━━ Records provided ━━

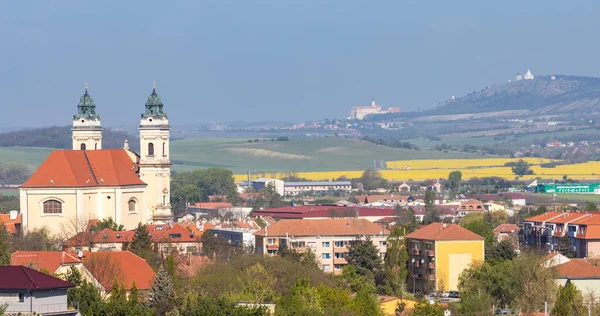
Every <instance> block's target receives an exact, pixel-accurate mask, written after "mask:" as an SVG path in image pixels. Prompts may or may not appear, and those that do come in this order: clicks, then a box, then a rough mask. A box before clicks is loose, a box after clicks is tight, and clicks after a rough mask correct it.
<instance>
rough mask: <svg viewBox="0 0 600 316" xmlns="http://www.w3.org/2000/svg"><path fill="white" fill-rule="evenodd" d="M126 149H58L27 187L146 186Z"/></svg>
mask: <svg viewBox="0 0 600 316" xmlns="http://www.w3.org/2000/svg"><path fill="white" fill-rule="evenodd" d="M136 168H137V167H136V164H135V163H134V162H133V161H132V160H131V158H130V157H129V155H128V154H127V152H126V150H125V149H102V150H55V151H53V152H52V153H50V155H49V156H48V158H46V160H44V162H43V163H42V164H41V165H40V167H39V168H38V169H37V170H36V171H35V173H34V174H33V175H32V176H31V177H30V178H29V179H28V180H27V181H25V183H23V186H22V187H24V188H61V187H96V186H128V185H145V183H144V182H142V180H140V178H139V177H138V175H137V174H136Z"/></svg>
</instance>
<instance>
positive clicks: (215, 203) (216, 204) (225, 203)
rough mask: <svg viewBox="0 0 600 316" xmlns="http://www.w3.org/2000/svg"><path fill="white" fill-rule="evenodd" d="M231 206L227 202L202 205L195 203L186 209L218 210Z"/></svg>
mask: <svg viewBox="0 0 600 316" xmlns="http://www.w3.org/2000/svg"><path fill="white" fill-rule="evenodd" d="M232 206H233V204H231V203H229V202H204V203H195V204H194V205H190V206H188V208H203V209H210V210H216V209H220V208H226V207H232Z"/></svg>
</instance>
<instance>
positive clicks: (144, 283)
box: [11, 251, 155, 295]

━━━

Directions for this task :: Verbatim reproduction of every entry is needed, with the images left out.

Answer area ::
Every <instance> block's target receives an exact, pixel-accurate mask, written after "mask:" as an SVG path in image pixels. Prompts may or may not appear, and those that do come in this order: clicks, then a box, then a rough mask. A box before clicks is loose, a box after clicks is tight, and clicks after a rough mask correct it.
<instance>
rough mask: <svg viewBox="0 0 600 316" xmlns="http://www.w3.org/2000/svg"><path fill="white" fill-rule="evenodd" d="M126 149H58L27 187L146 186Z"/></svg>
mask: <svg viewBox="0 0 600 316" xmlns="http://www.w3.org/2000/svg"><path fill="white" fill-rule="evenodd" d="M136 168H137V167H136V164H135V163H134V162H133V161H132V160H131V158H130V157H129V155H128V154H127V152H126V150H125V149H102V150H55V151H53V152H52V153H50V155H49V156H48V158H46V160H44V162H43V163H42V164H41V165H40V167H39V168H38V169H37V170H36V171H35V173H34V174H33V175H32V176H31V177H30V178H29V179H28V180H27V181H25V183H23V186H22V187H24V188H61V187H96V186H128V185H145V183H144V182H142V180H140V178H139V177H138V175H137V174H136Z"/></svg>
</instance>
<instance>
positive clicks: (215, 203) (216, 204) (225, 203)
rough mask: <svg viewBox="0 0 600 316" xmlns="http://www.w3.org/2000/svg"><path fill="white" fill-rule="evenodd" d="M231 206L227 202L202 205L195 203L186 209L218 210Z"/></svg>
mask: <svg viewBox="0 0 600 316" xmlns="http://www.w3.org/2000/svg"><path fill="white" fill-rule="evenodd" d="M232 206H233V204H231V203H229V202H204V203H195V204H194V205H190V206H188V208H203V209H210V210H216V209H220V208H226V207H232Z"/></svg>
</instance>
<instance>
positive clicks: (144, 283)
box: [11, 251, 155, 295]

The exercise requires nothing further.